▸ **DATASET RECORDS**
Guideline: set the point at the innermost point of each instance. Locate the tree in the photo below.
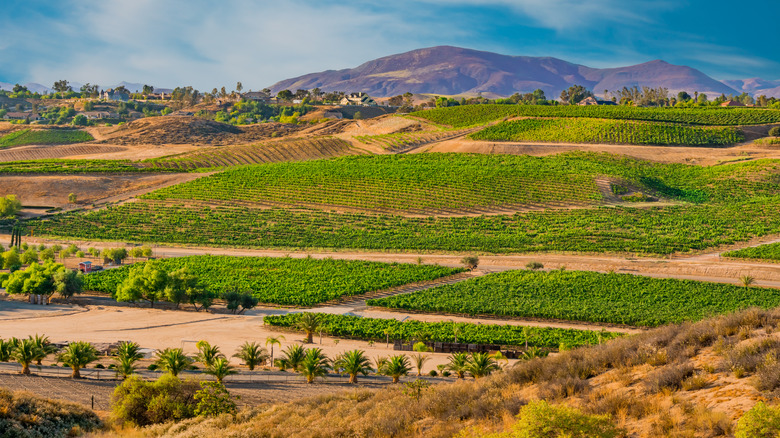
(481, 364)
(309, 323)
(419, 360)
(173, 360)
(314, 364)
(271, 340)
(574, 94)
(25, 353)
(78, 355)
(396, 366)
(352, 363)
(470, 262)
(207, 353)
(293, 357)
(62, 86)
(45, 346)
(147, 282)
(252, 354)
(9, 206)
(457, 364)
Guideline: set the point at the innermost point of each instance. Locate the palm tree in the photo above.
(458, 363)
(273, 340)
(293, 357)
(315, 364)
(481, 365)
(208, 354)
(6, 349)
(25, 353)
(309, 323)
(125, 367)
(396, 366)
(220, 369)
(419, 360)
(45, 346)
(78, 355)
(173, 360)
(252, 354)
(353, 362)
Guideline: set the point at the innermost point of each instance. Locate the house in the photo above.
(115, 95)
(257, 96)
(593, 101)
(360, 99)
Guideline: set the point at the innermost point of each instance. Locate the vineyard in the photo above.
(622, 230)
(585, 296)
(228, 156)
(417, 184)
(608, 131)
(765, 252)
(473, 115)
(411, 330)
(45, 136)
(287, 281)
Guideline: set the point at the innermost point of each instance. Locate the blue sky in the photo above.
(209, 44)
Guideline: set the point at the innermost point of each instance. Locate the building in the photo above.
(115, 95)
(360, 99)
(593, 101)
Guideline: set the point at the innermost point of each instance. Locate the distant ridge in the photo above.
(447, 70)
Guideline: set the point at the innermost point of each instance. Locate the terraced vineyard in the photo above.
(44, 136)
(585, 296)
(473, 115)
(414, 184)
(608, 131)
(403, 142)
(380, 329)
(769, 251)
(228, 156)
(288, 281)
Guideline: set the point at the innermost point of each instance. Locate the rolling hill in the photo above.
(447, 70)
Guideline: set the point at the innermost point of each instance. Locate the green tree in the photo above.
(78, 355)
(273, 340)
(314, 364)
(309, 323)
(213, 400)
(25, 352)
(220, 368)
(396, 366)
(252, 354)
(147, 282)
(458, 363)
(9, 206)
(173, 360)
(481, 365)
(352, 363)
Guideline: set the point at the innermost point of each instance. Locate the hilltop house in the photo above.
(360, 99)
(115, 95)
(593, 101)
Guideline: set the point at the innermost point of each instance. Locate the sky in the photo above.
(208, 44)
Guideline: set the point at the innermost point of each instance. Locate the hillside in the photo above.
(449, 70)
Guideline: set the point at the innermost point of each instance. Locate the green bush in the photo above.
(760, 422)
(143, 403)
(25, 415)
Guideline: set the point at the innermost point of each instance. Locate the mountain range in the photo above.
(446, 70)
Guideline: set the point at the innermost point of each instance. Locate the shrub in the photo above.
(143, 403)
(539, 419)
(759, 422)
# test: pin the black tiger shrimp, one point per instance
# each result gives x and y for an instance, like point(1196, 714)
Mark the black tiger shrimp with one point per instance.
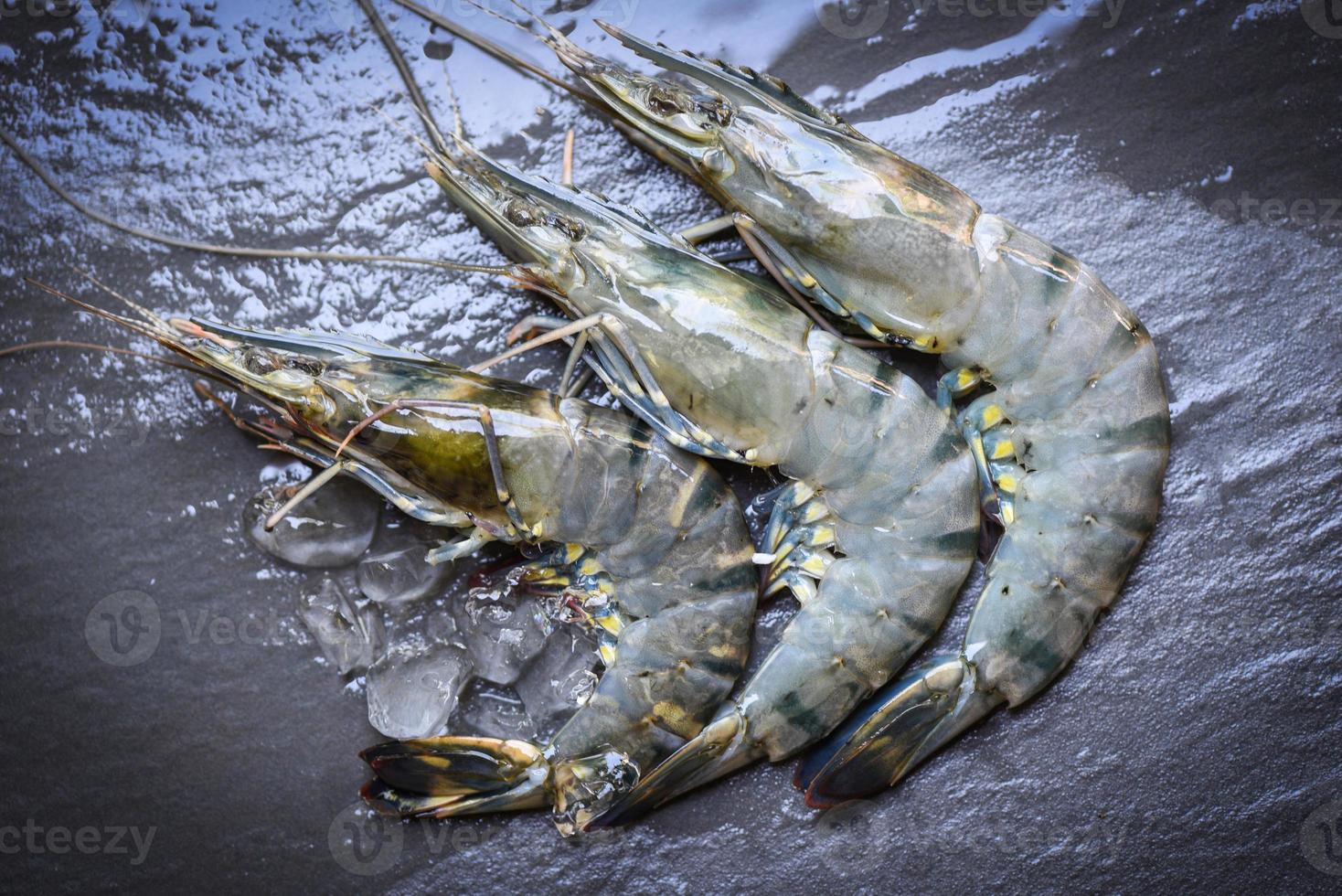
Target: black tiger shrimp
point(1067, 416)
point(647, 540)
point(875, 530)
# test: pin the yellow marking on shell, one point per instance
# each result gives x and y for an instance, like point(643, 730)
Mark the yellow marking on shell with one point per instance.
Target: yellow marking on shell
point(814, 510)
point(676, 718)
point(817, 563)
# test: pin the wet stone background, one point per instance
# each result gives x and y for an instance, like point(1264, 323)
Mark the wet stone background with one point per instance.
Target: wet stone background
point(1188, 151)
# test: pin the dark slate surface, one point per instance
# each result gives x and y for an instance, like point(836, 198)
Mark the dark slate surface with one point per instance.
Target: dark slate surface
point(1189, 152)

▸ **EXERCISE DETAILS**
In the listing above, find the line that contains "like point(836, 198)". Write it out exactly, along with each line after it up to and including the last.

▸ **OUTPUT**
# each result gives x and y for an instance, like point(836, 198)
Mark the dark slate surface with one point per instance.
Target: dark slate surface
point(1189, 152)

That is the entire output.